> **Do this**
Select every line of the items below that contains the word "water" and copy each of those lines.

> **Excerpted data**
--------------------------------------------------
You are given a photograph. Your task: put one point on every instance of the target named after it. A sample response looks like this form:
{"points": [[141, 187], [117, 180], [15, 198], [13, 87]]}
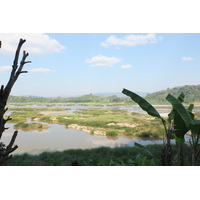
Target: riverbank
{"points": [[102, 156]]}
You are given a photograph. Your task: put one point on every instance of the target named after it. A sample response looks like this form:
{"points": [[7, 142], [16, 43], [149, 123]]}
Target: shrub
{"points": [[111, 133]]}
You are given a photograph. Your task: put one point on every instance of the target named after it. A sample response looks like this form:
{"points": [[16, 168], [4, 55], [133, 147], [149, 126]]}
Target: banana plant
{"points": [[146, 106], [183, 122]]}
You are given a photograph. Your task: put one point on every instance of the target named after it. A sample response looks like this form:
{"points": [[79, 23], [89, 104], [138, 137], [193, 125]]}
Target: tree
{"points": [[5, 151]]}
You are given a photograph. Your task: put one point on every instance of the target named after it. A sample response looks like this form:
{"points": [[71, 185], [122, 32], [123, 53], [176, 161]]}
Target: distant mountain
{"points": [[192, 94]]}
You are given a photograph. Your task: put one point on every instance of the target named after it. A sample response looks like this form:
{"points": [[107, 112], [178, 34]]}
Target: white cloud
{"points": [[36, 43], [101, 60], [131, 40], [126, 66], [39, 70], [5, 68], [186, 58]]}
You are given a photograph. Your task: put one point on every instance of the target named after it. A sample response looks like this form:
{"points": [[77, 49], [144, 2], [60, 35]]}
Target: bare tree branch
{"points": [[4, 93]]}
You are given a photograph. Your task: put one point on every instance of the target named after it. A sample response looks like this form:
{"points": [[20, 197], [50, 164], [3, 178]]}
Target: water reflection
{"points": [[58, 138]]}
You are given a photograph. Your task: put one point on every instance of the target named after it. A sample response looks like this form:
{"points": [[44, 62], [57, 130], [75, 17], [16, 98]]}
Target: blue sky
{"points": [[82, 63]]}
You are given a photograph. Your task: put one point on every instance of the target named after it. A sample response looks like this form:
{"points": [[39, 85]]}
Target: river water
{"points": [[58, 138]]}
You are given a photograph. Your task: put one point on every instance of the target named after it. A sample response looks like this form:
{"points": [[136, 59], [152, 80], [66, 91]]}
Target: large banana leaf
{"points": [[180, 127], [186, 115], [145, 105]]}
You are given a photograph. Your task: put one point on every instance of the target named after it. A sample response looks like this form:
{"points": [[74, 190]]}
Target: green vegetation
{"points": [[103, 156], [112, 122], [37, 109], [192, 94], [83, 99], [30, 126], [181, 121]]}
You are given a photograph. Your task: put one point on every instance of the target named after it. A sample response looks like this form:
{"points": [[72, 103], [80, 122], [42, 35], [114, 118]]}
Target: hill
{"points": [[192, 94]]}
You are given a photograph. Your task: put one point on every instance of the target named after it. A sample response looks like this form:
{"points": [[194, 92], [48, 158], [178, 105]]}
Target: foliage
{"points": [[192, 93], [82, 99], [102, 156], [181, 121]]}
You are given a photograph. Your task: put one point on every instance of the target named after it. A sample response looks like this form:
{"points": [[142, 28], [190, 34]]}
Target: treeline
{"points": [[82, 99], [192, 94]]}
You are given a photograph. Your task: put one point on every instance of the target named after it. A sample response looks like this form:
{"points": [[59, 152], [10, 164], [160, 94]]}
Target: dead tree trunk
{"points": [[4, 94]]}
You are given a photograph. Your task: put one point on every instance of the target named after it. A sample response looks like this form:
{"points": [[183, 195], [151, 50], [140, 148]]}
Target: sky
{"points": [[70, 64]]}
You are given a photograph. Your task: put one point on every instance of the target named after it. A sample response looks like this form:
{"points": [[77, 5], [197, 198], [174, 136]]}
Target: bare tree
{"points": [[5, 151]]}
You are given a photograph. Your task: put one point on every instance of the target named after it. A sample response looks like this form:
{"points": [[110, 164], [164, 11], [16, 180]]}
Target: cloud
{"points": [[126, 66], [36, 44], [186, 58], [131, 40], [5, 68], [101, 60], [39, 70]]}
--------------------------------------------------
> **Result of the exercise**
Target: water reflection
Target: river water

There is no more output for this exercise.